Brief 1 >> In the supplementary movie descriptions, rewrite the paragraph beginning "Supplementary Movie 2. Amoeboid cell migration." as a short list that keeps its main facts.
Brief 2 >> In the supplementary movie descriptions, rename "dendritic cell" to "DC" in everything from "41580_2019_172_MOESM3_ESM.m4v" down to "and Michael Sixt.".

Passage provided >>

⟨

41580_2019_172_MOESM2_ESM.m4v

Supplementary Movie 1. A primary human fibroblast migrating in a 3D collagen matrix. In this overnight time-lapse movie, note how this mesenchymal cell generates multiple small lamellipodia at its leading edge, actively pulls and transiently locally compresses the collagen gel, and relatively passively drags forward the cell rear containing the nucleus. Movie generated by Marinilce Fagundes dos Santos and Kenneth Yamada.

41580_2019_172_MOESM3_ESM.m4v

Supplementary Movie 2. Amoeboid cell migration. This movie shows widefield imaging of a mature mouse dendritic cell migrating in a 3D collagen matrix of 1.3 mg/ml concentration. The movie sequence covers 23 min, and the nucleus is stained in blue. Movie generated by Jörg Renkawitz and Michael Sixt.

41580_2019_172_MOESM4_ESM.m4v

Supplementary Movie 3. Transient epithelial cell motility during organ branching morphogenesis. This time-lapse movie shows dynamic movements of cells of a mouse embryonic salivary gland (embryonic day 13) by two-photon microscopy. The cells were from a transgenic mouse expressing both histone-EGFP (shown in magenta) and membrane-tdTomato (green). At this stage, the rapidly developing epithelium (bottom left) is surrounded by loosely condensed mesenchyme. Images were acquired at 5-minute intervals. Movie generated by Shaohe Wang.

⟩

Information given >>
⟨

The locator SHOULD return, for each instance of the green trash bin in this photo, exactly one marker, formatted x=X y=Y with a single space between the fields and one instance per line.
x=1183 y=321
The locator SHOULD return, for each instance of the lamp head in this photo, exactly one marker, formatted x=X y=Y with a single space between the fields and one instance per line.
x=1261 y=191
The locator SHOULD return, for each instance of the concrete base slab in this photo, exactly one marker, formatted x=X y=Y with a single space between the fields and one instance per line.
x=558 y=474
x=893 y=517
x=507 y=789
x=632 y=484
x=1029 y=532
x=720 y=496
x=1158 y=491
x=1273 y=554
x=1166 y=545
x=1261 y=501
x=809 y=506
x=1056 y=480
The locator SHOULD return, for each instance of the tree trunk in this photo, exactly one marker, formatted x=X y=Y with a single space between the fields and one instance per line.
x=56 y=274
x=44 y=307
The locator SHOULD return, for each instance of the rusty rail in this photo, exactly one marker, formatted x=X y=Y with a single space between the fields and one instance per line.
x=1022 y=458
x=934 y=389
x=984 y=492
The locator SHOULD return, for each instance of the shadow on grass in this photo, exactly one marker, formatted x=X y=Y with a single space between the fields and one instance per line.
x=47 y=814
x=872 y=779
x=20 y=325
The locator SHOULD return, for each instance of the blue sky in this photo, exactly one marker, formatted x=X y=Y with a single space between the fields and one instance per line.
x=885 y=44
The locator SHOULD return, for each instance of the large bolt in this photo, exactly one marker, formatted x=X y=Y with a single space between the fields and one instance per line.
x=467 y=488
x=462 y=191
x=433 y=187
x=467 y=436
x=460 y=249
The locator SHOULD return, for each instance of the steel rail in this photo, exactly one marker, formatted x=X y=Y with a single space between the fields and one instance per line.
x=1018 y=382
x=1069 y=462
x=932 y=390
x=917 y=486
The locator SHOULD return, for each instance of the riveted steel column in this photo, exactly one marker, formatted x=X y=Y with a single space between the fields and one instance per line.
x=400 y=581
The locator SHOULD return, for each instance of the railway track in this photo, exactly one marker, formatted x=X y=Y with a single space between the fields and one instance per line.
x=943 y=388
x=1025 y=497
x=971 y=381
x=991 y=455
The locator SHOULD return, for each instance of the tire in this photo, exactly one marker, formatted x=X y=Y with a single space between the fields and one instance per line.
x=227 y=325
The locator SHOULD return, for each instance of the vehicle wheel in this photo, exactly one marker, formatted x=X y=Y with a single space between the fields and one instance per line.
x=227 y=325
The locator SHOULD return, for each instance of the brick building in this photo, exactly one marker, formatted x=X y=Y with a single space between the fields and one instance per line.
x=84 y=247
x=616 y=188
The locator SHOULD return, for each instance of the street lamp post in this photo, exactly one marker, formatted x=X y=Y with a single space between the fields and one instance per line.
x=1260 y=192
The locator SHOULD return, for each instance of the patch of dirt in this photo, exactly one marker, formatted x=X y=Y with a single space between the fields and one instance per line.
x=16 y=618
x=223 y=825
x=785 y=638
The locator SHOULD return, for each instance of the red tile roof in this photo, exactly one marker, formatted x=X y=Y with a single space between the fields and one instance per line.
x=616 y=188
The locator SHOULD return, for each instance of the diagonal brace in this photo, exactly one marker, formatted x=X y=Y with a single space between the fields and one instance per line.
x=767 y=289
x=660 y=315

⟩

Task response 1 >>
- Supplementary Movie 2: amoeboid cell migration
- Widefield imaging of a mature mouse dendritic cell migrating in a 3D collagen matrix (1.3 mg/ml)
- Sequence covers 23 min; nucleus stained blue
- Generated by Jörg Renkawitz and Michael Sixt

Task response 2 >>
41580_2019_172_MOESM3_ESM.m4v

Supplementary Movie 2. Amoeboid cell migration. This movie shows widefield imaging of a mature mouse DC migrating in a 3D collagen matrix of 1.3 mg/ml concentration. The movie sequence covers 23 min, and the nucleus is stained in blue. Movie generated by Jörg Renkawitz and Michael Sixt.